» Goal
Can you swap "steep mountain slope" for "rocky hillside" in the records below and leave everything else unchanged?

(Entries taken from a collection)
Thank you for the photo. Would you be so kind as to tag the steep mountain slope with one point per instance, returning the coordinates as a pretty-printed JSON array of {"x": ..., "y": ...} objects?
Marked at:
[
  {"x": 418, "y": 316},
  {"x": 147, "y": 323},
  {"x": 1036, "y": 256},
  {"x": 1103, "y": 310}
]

» Task result
Thank you for the photo. Would you be so kind as to tag the rocky hillside with one point per instance, returning the coordinates as a pretty-printed JSON array of {"x": ..., "y": ...} objects?
Marked at:
[
  {"x": 418, "y": 316},
  {"x": 147, "y": 323},
  {"x": 1036, "y": 256},
  {"x": 1103, "y": 310}
]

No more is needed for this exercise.